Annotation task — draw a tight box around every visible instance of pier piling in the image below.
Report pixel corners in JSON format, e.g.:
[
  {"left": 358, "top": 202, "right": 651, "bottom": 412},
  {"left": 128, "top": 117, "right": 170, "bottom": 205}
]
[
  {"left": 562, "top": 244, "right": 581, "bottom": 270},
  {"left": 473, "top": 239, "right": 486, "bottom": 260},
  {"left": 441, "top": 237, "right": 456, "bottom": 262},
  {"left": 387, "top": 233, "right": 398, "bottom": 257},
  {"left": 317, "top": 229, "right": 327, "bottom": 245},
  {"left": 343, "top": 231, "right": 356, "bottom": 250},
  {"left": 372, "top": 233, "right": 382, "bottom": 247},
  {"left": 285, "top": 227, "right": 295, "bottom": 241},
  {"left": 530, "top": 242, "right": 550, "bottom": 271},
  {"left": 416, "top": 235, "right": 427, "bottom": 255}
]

---

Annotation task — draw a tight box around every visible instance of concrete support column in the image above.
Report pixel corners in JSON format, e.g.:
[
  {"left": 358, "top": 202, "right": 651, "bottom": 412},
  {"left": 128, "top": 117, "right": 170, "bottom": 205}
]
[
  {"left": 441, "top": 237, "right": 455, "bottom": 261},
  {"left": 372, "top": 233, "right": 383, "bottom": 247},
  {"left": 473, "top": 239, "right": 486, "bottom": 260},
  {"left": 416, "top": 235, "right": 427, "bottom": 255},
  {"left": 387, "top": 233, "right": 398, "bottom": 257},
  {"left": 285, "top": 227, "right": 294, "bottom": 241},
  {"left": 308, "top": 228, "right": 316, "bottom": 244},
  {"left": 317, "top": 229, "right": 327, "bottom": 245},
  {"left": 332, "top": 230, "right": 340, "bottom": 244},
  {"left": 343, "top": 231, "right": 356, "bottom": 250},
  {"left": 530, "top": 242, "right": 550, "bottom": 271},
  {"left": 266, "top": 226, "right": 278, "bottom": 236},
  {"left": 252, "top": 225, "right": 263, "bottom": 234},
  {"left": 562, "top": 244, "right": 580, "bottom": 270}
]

- EXERCISE
Check each line of the data for "task". Copy the lines where it turns up.

- ANSWER BOX
Annotation task — draw a tight box around every visible instance of pier piling in the image below.
Annotation task — draw a tight box around every visible instance of concrete support column in the image above.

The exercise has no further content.